▸ REQUEST: Gather every line in the records below that contains the string "wall", and copy each such line in full. Matching is case-sensitive.

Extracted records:
....................

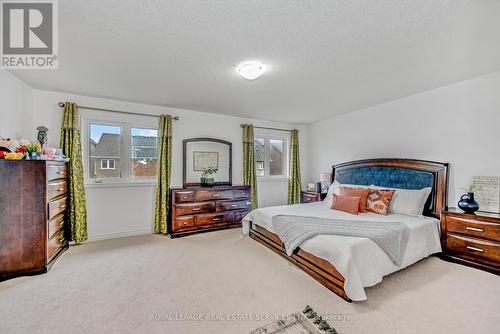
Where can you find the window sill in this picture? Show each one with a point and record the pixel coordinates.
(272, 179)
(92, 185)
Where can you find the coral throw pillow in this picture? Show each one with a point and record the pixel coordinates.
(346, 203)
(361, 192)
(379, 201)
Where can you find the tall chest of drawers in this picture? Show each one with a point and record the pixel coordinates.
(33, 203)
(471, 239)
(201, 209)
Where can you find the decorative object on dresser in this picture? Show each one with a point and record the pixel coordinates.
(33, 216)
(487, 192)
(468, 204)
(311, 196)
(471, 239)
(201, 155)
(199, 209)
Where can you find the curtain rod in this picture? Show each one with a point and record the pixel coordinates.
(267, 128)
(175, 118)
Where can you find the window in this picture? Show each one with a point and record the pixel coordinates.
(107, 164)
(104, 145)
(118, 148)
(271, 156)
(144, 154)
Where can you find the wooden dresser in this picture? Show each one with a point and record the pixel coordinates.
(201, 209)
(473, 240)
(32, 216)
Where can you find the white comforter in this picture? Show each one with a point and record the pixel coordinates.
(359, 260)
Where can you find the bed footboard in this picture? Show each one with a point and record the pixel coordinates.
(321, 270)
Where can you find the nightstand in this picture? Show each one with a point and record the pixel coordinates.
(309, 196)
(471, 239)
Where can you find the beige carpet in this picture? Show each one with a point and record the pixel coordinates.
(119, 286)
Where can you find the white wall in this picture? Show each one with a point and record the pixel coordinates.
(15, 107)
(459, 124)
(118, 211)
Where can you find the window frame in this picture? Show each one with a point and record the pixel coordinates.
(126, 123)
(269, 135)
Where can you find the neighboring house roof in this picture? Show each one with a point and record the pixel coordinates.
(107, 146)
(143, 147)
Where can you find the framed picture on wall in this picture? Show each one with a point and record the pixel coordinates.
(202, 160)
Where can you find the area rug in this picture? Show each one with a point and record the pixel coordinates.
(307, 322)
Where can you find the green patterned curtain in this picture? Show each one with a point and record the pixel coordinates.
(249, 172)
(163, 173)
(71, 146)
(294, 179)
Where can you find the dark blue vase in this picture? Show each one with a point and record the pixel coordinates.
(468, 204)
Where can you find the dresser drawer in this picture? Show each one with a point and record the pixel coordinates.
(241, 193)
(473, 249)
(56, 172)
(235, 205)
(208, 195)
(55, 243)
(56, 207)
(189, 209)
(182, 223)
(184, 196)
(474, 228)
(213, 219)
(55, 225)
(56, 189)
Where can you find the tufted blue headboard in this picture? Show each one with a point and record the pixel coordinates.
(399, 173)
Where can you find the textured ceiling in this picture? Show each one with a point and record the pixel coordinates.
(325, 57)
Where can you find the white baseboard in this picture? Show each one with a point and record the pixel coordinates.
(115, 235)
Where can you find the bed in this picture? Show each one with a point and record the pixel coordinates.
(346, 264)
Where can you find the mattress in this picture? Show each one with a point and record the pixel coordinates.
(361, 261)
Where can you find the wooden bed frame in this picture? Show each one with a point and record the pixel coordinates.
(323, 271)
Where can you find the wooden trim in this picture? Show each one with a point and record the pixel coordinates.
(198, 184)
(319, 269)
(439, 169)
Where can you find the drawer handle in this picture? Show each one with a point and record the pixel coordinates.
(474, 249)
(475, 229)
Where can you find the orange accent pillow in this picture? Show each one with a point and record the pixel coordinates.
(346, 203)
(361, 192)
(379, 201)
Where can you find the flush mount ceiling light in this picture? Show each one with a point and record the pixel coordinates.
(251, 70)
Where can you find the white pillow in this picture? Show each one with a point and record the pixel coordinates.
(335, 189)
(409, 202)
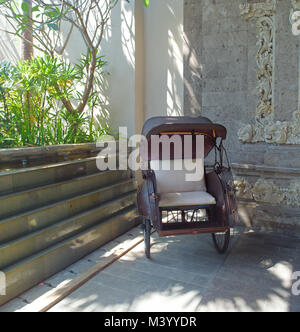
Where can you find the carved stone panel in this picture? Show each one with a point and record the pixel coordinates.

....................

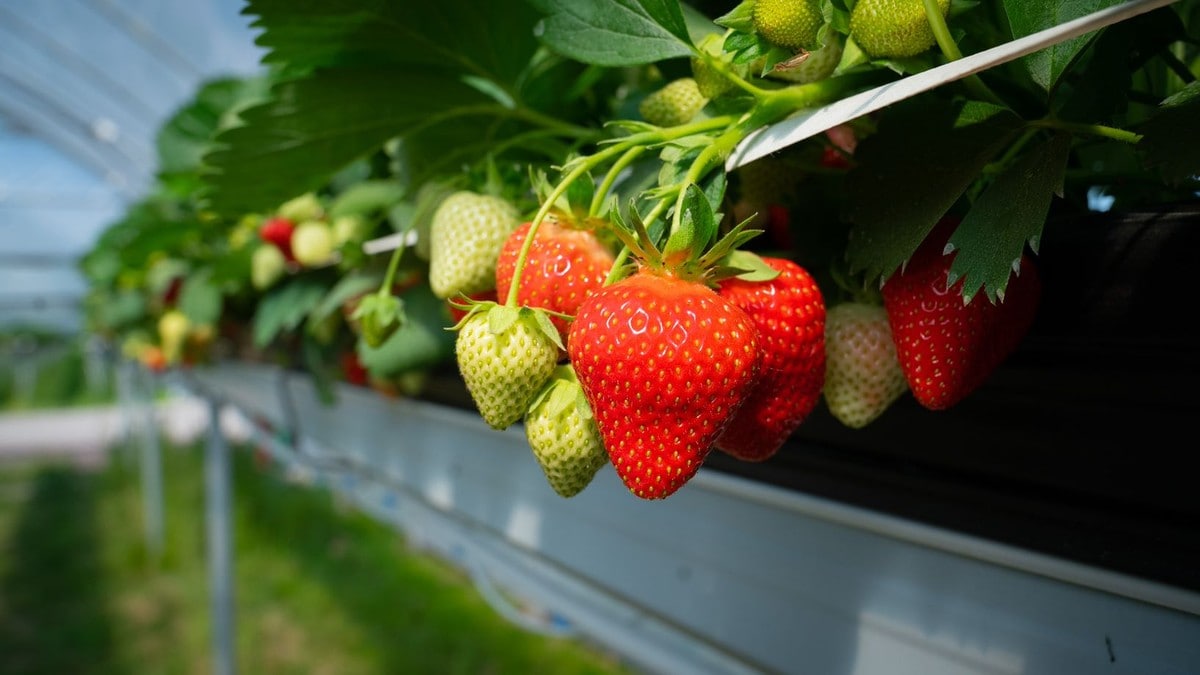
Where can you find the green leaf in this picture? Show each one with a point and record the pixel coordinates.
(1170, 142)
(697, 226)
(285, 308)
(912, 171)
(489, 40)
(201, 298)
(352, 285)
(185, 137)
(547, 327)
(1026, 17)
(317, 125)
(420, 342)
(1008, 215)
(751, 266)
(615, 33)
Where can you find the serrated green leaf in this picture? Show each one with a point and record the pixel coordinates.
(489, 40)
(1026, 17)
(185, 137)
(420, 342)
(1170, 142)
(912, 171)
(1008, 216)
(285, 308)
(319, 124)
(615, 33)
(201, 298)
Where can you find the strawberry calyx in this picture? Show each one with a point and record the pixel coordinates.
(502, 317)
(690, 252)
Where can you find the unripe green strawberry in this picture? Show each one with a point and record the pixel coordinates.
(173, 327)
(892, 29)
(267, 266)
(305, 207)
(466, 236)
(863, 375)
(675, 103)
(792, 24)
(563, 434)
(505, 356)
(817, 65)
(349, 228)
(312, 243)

....................

▸ RESULT OF THIS TASK:
Where can you find the white wall in this picture? Show each one with a point and record the pixel coordinates.
Where can you find the framed picture on wall in this picture? Show each one with a point and record the pixel coordinates.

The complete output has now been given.